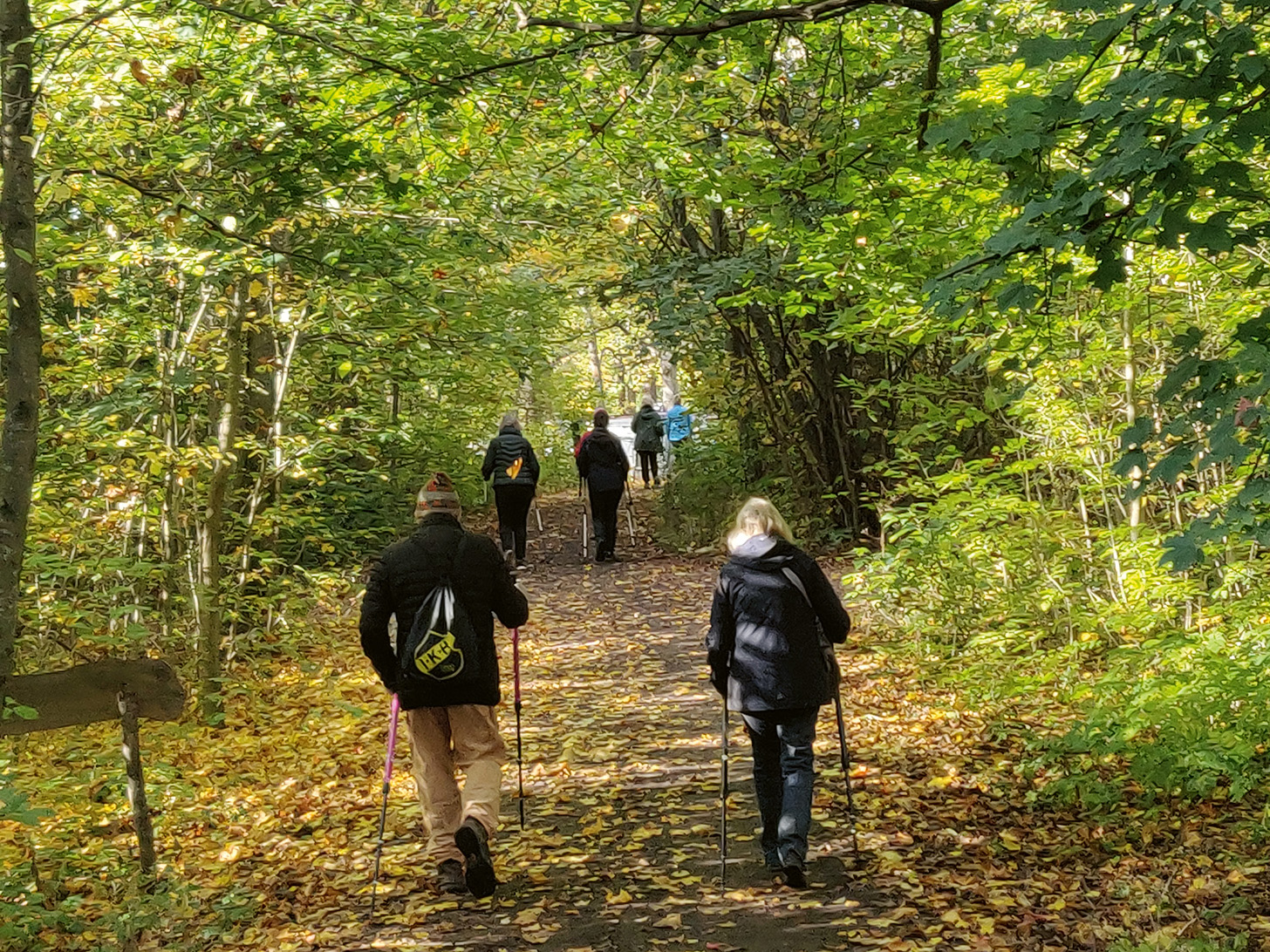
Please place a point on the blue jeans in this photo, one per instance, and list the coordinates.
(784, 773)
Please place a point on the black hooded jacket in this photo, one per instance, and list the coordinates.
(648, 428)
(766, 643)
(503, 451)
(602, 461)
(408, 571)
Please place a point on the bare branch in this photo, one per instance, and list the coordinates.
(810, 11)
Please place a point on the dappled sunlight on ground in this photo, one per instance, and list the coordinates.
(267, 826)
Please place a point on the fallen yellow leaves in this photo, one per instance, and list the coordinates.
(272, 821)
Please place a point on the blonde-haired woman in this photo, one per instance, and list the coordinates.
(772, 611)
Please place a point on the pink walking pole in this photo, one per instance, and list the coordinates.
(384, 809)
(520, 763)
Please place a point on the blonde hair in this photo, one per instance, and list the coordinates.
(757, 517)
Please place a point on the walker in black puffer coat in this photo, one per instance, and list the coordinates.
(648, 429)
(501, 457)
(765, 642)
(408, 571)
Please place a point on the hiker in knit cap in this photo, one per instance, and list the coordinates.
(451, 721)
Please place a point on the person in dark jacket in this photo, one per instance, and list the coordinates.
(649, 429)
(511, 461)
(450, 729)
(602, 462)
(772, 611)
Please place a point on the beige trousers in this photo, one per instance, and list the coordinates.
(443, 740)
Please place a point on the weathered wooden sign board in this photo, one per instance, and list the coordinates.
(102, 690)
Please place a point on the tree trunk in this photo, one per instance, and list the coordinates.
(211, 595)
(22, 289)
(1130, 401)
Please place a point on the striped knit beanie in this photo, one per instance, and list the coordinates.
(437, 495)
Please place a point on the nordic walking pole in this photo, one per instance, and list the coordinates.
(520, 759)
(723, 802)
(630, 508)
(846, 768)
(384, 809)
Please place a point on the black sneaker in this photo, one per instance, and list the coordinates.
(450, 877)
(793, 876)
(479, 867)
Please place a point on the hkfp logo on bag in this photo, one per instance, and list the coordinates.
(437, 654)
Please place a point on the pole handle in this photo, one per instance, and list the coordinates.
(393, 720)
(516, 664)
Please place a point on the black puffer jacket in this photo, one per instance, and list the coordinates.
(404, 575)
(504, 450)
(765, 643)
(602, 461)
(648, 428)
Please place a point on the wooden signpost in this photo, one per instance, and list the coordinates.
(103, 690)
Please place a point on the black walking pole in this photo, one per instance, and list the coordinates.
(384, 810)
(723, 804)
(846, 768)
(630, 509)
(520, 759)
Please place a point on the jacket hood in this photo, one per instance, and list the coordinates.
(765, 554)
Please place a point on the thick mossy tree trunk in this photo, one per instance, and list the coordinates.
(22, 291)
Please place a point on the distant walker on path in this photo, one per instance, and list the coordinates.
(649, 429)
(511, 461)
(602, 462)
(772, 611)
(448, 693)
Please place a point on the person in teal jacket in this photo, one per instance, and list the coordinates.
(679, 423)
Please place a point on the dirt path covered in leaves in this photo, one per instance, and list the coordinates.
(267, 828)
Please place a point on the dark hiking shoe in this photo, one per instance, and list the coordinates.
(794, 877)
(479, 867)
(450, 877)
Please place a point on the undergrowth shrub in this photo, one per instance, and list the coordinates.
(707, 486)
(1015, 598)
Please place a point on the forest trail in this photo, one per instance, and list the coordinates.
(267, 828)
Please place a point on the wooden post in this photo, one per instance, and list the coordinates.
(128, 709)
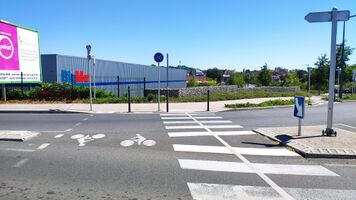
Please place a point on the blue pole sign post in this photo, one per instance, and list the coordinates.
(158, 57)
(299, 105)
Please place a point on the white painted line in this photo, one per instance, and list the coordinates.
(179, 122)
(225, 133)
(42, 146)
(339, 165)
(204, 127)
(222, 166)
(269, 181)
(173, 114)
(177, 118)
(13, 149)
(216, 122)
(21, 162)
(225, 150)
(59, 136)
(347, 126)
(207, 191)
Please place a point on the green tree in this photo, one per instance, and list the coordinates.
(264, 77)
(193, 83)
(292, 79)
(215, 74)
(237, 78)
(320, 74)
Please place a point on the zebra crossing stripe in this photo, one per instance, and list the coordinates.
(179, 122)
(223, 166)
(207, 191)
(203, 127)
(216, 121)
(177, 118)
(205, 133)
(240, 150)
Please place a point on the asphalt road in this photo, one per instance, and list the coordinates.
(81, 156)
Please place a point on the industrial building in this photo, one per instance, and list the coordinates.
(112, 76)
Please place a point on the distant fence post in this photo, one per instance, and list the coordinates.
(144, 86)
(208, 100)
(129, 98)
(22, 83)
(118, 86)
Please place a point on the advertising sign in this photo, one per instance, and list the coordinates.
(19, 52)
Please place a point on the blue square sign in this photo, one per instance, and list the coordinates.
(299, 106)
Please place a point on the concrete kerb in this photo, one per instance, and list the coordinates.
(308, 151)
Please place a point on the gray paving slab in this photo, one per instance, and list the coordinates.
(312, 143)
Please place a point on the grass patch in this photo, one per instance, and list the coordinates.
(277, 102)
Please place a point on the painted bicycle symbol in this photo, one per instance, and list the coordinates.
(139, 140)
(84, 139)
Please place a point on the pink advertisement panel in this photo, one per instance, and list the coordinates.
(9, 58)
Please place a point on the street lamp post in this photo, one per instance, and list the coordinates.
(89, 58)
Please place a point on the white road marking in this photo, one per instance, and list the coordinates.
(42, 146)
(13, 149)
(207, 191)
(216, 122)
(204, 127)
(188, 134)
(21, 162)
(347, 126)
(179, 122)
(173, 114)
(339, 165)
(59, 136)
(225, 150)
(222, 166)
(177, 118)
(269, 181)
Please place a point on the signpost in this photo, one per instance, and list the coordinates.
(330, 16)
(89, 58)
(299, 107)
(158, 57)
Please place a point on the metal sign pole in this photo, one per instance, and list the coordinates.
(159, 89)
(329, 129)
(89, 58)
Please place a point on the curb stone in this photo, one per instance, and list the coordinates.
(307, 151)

▬▬▬

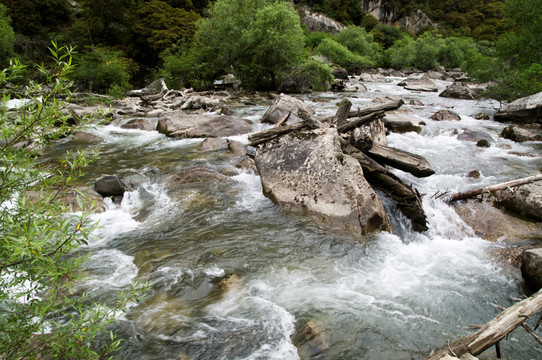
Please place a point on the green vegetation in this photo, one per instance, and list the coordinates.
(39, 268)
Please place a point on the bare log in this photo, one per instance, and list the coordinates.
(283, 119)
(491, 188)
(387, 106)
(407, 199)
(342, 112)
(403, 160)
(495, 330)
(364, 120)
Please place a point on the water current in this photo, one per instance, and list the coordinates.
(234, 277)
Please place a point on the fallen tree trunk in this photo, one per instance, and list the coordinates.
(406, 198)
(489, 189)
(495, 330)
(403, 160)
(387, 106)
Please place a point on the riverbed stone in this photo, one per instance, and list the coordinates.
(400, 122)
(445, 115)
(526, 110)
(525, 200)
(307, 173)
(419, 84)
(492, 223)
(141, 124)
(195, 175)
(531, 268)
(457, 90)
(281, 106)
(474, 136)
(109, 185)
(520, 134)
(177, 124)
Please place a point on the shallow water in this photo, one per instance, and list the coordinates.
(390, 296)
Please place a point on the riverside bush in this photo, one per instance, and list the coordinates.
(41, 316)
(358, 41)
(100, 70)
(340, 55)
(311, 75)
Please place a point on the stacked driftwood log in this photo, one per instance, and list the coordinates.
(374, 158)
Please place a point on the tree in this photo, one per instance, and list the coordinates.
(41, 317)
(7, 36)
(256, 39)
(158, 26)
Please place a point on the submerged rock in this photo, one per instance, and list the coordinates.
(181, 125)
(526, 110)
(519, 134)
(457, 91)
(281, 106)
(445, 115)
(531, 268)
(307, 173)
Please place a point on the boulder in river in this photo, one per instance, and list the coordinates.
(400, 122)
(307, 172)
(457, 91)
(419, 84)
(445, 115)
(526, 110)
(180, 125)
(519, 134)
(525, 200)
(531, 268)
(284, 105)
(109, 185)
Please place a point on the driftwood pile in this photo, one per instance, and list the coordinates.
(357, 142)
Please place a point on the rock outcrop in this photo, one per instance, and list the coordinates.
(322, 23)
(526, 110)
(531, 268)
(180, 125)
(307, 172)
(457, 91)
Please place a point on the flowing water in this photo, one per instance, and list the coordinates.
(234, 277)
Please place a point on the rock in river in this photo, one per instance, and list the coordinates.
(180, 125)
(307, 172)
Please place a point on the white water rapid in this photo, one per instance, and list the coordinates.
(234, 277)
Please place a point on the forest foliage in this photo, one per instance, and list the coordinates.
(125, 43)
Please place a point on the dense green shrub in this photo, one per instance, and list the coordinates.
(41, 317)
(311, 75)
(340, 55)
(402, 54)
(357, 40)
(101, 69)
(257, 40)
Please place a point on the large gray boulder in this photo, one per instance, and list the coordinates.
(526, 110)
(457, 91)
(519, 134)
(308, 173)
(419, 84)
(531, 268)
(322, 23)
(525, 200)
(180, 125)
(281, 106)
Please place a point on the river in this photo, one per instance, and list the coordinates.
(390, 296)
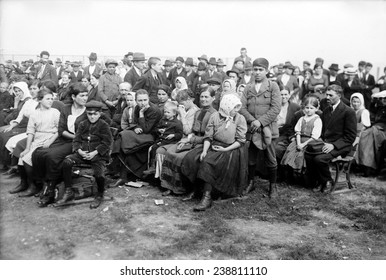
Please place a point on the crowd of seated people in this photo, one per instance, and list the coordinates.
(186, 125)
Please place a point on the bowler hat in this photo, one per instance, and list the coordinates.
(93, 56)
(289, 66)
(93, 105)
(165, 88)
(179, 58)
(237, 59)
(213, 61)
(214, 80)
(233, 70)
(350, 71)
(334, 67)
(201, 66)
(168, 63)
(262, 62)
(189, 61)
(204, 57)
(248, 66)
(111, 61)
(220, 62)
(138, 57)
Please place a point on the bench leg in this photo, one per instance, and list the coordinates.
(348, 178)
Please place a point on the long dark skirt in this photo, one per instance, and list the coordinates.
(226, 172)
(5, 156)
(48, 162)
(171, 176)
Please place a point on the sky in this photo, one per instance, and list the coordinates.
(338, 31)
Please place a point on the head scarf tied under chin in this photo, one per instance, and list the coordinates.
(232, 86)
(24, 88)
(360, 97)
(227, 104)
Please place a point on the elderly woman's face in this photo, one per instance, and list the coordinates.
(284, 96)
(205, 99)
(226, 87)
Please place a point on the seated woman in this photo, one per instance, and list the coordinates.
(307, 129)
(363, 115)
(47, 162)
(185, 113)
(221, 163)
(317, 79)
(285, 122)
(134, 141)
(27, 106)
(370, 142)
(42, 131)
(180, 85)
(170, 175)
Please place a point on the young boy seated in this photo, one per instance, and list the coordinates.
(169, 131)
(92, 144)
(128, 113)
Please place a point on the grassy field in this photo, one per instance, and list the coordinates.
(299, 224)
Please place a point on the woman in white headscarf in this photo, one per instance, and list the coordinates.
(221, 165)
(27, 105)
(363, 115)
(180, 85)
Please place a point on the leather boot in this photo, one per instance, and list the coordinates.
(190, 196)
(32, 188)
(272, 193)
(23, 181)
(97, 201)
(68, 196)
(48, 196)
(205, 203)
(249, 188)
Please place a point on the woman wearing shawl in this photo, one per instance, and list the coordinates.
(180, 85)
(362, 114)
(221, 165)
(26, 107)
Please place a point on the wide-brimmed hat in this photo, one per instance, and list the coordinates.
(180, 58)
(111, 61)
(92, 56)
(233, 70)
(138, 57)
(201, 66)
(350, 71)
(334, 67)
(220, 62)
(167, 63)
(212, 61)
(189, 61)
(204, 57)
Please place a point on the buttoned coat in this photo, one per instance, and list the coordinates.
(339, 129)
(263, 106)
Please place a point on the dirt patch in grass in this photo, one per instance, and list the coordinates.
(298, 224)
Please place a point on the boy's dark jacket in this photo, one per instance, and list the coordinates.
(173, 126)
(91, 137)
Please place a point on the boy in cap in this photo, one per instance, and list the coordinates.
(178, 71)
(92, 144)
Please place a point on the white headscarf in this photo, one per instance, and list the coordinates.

▬▬▬

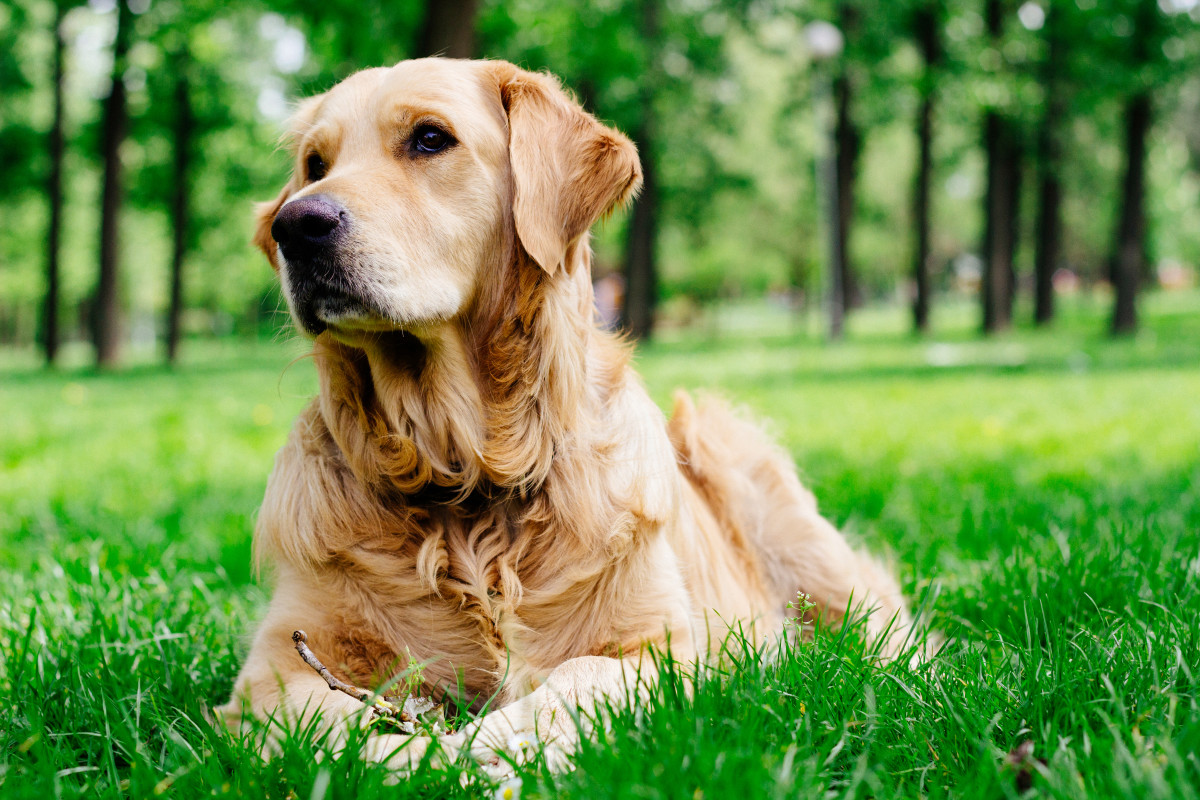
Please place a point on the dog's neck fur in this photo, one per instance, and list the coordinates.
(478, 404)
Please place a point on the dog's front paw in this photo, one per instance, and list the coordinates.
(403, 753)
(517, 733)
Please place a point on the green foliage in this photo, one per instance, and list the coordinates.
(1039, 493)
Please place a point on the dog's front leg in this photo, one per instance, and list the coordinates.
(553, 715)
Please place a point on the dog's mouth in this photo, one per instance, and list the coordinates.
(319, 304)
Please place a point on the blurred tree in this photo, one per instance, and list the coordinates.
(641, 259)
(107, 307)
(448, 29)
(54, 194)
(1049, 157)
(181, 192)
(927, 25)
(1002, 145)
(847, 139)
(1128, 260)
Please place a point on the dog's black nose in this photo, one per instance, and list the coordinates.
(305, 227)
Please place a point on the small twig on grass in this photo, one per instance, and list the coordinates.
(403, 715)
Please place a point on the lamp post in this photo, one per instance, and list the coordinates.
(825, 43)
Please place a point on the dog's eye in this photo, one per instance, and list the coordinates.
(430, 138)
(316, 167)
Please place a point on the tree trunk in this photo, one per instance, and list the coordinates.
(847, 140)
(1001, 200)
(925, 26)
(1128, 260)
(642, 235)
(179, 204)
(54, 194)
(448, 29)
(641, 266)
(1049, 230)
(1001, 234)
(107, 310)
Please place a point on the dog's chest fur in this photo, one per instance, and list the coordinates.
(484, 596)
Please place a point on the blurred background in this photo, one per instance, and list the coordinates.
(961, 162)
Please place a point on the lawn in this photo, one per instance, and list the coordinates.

▬▬▬

* **Job**
Give only the number of rows above that contain the word "pole", where uppercase and lowercase letters count as different.

* **Response**
6